-- Start Material --

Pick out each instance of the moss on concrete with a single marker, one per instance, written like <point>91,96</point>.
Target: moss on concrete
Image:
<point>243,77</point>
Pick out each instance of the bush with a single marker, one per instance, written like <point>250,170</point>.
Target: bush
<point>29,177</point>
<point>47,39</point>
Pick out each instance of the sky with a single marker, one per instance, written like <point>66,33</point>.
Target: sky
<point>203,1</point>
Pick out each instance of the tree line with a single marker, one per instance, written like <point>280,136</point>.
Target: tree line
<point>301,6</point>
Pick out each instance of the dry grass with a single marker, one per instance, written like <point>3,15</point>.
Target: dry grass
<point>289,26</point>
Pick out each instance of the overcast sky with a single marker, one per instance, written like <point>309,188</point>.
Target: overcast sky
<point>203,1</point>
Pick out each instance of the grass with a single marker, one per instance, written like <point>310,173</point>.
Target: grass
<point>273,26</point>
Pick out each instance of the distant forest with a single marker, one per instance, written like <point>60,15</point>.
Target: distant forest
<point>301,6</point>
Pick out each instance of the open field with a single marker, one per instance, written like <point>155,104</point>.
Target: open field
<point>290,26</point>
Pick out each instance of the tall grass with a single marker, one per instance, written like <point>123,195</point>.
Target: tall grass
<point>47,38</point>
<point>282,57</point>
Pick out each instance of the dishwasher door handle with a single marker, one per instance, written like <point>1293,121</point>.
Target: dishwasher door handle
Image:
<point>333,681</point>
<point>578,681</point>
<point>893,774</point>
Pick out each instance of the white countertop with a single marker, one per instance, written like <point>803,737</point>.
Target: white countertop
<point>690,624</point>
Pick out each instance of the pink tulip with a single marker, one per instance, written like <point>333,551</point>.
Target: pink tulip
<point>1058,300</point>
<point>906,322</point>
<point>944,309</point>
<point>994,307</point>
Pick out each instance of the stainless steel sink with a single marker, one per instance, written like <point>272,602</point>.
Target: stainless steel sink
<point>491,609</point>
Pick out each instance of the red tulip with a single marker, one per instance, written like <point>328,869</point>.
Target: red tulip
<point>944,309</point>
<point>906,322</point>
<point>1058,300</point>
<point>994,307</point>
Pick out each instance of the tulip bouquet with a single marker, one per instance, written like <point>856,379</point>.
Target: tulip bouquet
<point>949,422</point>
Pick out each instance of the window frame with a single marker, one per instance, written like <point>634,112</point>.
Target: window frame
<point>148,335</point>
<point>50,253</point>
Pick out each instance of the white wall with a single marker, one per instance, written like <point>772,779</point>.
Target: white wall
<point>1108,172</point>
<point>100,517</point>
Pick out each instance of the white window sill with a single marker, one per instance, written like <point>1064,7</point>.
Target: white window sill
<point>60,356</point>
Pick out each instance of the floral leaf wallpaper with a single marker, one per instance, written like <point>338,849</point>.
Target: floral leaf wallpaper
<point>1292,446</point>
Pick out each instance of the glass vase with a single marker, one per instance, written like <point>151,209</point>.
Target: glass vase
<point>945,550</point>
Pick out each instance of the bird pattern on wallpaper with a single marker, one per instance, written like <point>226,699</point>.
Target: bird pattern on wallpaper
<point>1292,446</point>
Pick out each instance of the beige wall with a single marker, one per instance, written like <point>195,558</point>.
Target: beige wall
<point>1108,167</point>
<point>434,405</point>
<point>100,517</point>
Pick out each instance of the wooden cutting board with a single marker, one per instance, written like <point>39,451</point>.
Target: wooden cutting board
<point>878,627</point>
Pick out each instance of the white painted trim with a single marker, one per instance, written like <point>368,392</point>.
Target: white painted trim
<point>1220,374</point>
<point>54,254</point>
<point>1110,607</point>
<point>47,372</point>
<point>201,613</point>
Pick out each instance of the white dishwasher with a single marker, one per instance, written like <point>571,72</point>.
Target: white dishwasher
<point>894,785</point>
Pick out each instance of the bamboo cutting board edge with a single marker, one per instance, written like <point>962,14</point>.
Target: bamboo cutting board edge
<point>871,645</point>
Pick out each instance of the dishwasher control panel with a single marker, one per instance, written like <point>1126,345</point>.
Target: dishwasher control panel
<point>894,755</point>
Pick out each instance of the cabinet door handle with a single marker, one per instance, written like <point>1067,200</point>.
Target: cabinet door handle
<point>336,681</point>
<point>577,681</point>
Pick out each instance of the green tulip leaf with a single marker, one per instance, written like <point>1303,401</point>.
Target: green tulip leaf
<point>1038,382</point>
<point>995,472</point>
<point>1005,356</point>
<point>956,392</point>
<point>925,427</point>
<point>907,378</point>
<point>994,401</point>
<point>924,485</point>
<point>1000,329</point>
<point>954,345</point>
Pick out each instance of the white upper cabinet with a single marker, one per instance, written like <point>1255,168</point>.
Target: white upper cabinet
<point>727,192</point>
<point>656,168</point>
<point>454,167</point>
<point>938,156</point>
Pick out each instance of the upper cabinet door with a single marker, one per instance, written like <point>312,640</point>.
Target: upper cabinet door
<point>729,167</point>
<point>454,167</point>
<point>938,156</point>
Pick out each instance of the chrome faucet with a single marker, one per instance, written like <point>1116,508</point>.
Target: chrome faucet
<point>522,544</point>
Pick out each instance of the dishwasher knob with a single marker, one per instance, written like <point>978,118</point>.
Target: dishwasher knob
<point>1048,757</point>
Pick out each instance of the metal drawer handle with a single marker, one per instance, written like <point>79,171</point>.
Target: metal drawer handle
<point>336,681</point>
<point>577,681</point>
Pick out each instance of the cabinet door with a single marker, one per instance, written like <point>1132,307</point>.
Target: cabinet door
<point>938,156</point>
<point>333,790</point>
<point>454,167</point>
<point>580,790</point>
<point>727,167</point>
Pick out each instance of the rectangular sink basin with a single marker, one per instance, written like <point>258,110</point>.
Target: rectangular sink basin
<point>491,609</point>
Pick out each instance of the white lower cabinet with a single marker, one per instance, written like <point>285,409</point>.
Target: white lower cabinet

-- End Material --

**Given request:**
Rewrite the whole listing above as a numbered list, leaving out any blank lines.

**Answer in full:**
1. Pick out each instance of the moss on concrete with a single marker, one per instance, written like <point>91,96</point>.
2. Target: moss on concrete
3. Image:
4. <point>243,77</point>
5. Pick out each instance of the bush with a single marker, one per instance, written like <point>250,170</point>.
6. Target: bush
7. <point>29,177</point>
8. <point>47,39</point>
9. Pick out each instance of the sky with a single marker, one per instance, written like <point>66,33</point>.
10. Target: sky
11. <point>203,1</point>
12. Pick out each instance of the tree line with a single marker, one per instance, written like <point>280,136</point>.
13. Target: tree line
14. <point>301,6</point>
15. Pick out each instance of the dry grass with a single marker, one per instance, written like <point>3,15</point>.
16. Target: dry grass
17. <point>289,26</point>
18. Pick out each instance of the overcast sky with a single marker, one per instance, written like <point>309,188</point>.
19. Target: overcast sky
20. <point>203,1</point>
21. Pick out each instance of the grass with a single marker, one per instance, written like <point>310,173</point>.
22. Target: grass
23. <point>273,26</point>
24. Pick out each instance of the distant forest with a single marker, one per instance, written like <point>60,15</point>.
25. Target: distant forest
26. <point>301,6</point>
27. Pick out each instance of the open field with a single marker, one per instance, written like <point>155,104</point>.
28. Target: open field
29. <point>290,26</point>
30. Pick out each instance of the tall grass with a single marker, one per instance, written like <point>123,195</point>.
31. Target: tall grass
32. <point>47,38</point>
33. <point>282,57</point>
34. Pick out each instance of the dishwasher door handle with a single marker, one per instance, written like <point>1293,121</point>.
35. Target: dishwasher door handle
36. Image:
37. <point>333,681</point>
38. <point>578,681</point>
39. <point>893,774</point>
40. Pick out each instance of the white countertop with a single marker, one per instance, written like <point>803,737</point>.
41. Target: white countertop
42. <point>690,624</point>
43. Pick out each instance of the pink tulip with a single marker, one per instance, written like <point>333,551</point>.
44. Target: pink tulip
45. <point>1058,300</point>
46. <point>906,322</point>
47. <point>944,309</point>
48. <point>994,307</point>
49. Pick out each instance of the stainless steel sink with a single marker, one per instance, written like <point>272,602</point>.
50. Target: stainless steel sink
51. <point>491,609</point>
52. Pick out each instance of the red tulip with a single marker, one per instance, written like <point>328,869</point>.
53. Target: red tulip
54. <point>944,309</point>
55. <point>906,322</point>
56. <point>1058,300</point>
57. <point>994,307</point>
58. Pick out each instance of the tulip bouquet with a single marker, one per instance, written like <point>856,379</point>.
59. Target: tulip bouquet
60. <point>949,422</point>
61. Pick out each instance of the window frame with a single marker, one per instance, written like <point>634,112</point>.
62. Target: window frame
63. <point>148,335</point>
64. <point>50,253</point>
65. Pick out each instance of the white wall with a single marker, one per instance, written like <point>772,779</point>.
66. Target: white wall
67. <point>1108,172</point>
68. <point>100,517</point>
69. Pick out each instance of the white window sill with a single marker, one per instance, written like <point>1064,7</point>.
70. Target: white window sill
71. <point>60,356</point>
72. Pick out each instance of the floral leaf wallpaper with a single marker, one per instance, written like <point>338,849</point>.
73. Target: floral leaf wallpaper
74. <point>1292,446</point>
75. Pick out each instance of the glass vase with a single marker, one per instance, written like <point>151,209</point>.
76. Target: glass vase
77. <point>945,550</point>
78. Pick out each instance of the bird pattern on wallpaper with a single marker, one per instance, written like <point>226,699</point>.
79. Target: bird pattern on wallpaper
80. <point>1292,446</point>
81. Pick out each instance of the beige wall with a single marker, one per instance, written like <point>195,558</point>.
82. Target: beige wall
83. <point>1108,167</point>
84. <point>434,405</point>
85. <point>100,517</point>
86. Pick out each instance of the wooden cutting board with a single marker, one per instance, written like <point>39,451</point>.
87. Target: wooden cutting board
88. <point>878,627</point>
89. Pick out each instance of the white painted trim with a single marker, one per instance, written like <point>368,392</point>.
90. Target: white painted trim
91. <point>1220,374</point>
92. <point>54,254</point>
93. <point>1110,607</point>
94. <point>47,372</point>
95. <point>201,613</point>
96. Pick out each instance of the white dishwasher with a single marker, one per instance, written like <point>571,72</point>.
97. Target: white dishwasher
98. <point>894,785</point>
99. Pick out each instance of the bamboo cutting board edge with a single marker, one per instance, written like <point>962,14</point>.
100. Target: bamboo cutting board edge
101. <point>871,645</point>
102. Pick out each instance of the dishwasher control panel with a single marker, one per instance, written like <point>1126,345</point>.
103. Target: dishwasher control panel
104. <point>894,755</point>
105. Pick out each instance of the cabinet door handle with a single marker, one per instance, written like <point>1067,200</point>.
106. Target: cabinet door handle
107. <point>336,681</point>
108. <point>577,681</point>
109. Pick out each instance of the green tulip leaf with a single marker, one per instance, written like <point>1303,401</point>.
110. Target: green tulip leaf
111. <point>1038,382</point>
112. <point>995,472</point>
113. <point>1005,356</point>
114. <point>956,392</point>
115. <point>925,427</point>
116. <point>907,378</point>
117. <point>994,401</point>
118. <point>924,485</point>
119. <point>1000,329</point>
120. <point>954,345</point>
121. Pick out each instance of the white upper cabinet with a single marker, one per instance, written like <point>1255,168</point>.
122. Target: white upper cabinet
123. <point>727,192</point>
124. <point>656,168</point>
125. <point>454,167</point>
126. <point>938,156</point>
127. Pick out each instance of the upper cabinet door with a single marker, one per instance, written like <point>312,640</point>.
128. Target: upper cabinet door
129. <point>729,167</point>
130. <point>454,167</point>
131. <point>938,156</point>
132. Pick out each instance of the chrome faucet with a single marker, one per instance, written like <point>1116,508</point>.
133. Target: chrome faucet
134. <point>522,544</point>
135. Pick out each instance of the dishwasher knob with a single marker, one per instance, written like <point>978,118</point>.
136. Target: dishwasher knob
137. <point>1048,757</point>
138. Pick out each instance of the metal drawer handle with a single marker, one per instance, written like <point>79,171</point>.
139. Target: metal drawer handle
140. <point>336,681</point>
141. <point>577,681</point>
142. Pick out each instance of the cabinet door with a single marker, one per instance, written like <point>1132,307</point>.
143. Target: cabinet door
144. <point>938,156</point>
145. <point>333,790</point>
146. <point>454,167</point>
147. <point>580,790</point>
148. <point>727,167</point>
149. Pick out each instance of the rectangular sink basin with a single marker, one per instance, written like <point>258,110</point>.
150. Target: rectangular sink basin
151. <point>491,609</point>
152. Pick out each instance of the white lower cabinet with a single marker, one per instance, written like <point>285,409</point>.
153. Target: white lower cabinet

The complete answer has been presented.